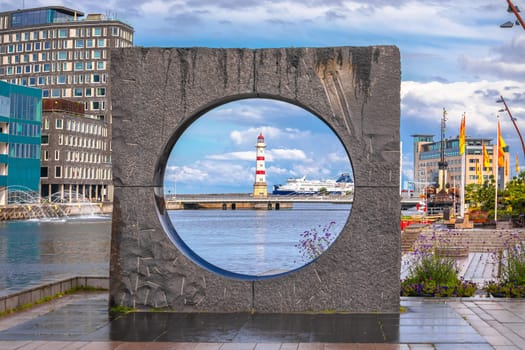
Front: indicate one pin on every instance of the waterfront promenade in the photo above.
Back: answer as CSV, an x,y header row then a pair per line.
x,y
81,321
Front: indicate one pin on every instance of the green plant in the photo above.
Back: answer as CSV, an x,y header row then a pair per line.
x,y
513,272
431,274
512,282
313,243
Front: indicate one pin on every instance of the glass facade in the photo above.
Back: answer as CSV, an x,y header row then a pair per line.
x,y
20,125
66,54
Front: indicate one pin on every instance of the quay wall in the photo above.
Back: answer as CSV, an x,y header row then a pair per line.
x,y
32,295
59,210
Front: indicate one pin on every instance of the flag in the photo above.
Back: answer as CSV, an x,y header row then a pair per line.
x,y
501,148
478,172
462,136
486,158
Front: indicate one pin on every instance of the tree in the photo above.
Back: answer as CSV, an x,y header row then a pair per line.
x,y
481,196
514,195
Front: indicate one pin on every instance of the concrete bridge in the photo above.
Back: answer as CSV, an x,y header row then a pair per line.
x,y
246,201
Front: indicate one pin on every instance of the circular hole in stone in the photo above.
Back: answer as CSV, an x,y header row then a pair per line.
x,y
257,188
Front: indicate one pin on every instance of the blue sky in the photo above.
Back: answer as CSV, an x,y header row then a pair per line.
x,y
454,55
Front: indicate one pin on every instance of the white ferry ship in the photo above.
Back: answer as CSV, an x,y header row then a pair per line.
x,y
301,186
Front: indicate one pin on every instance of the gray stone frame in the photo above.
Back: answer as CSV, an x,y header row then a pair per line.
x,y
158,92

What the exercise asks: Reproduce the data verbatim, from the line that contains "Front: indicate one pin on every instance of the gray" through the last line of the data, both included.

Answer to the problem:
Front: indicate one pin on every instance of the gray stone frame in the photo above.
Back: answer as CSV, an x,y header row then a pair per line.
x,y
158,92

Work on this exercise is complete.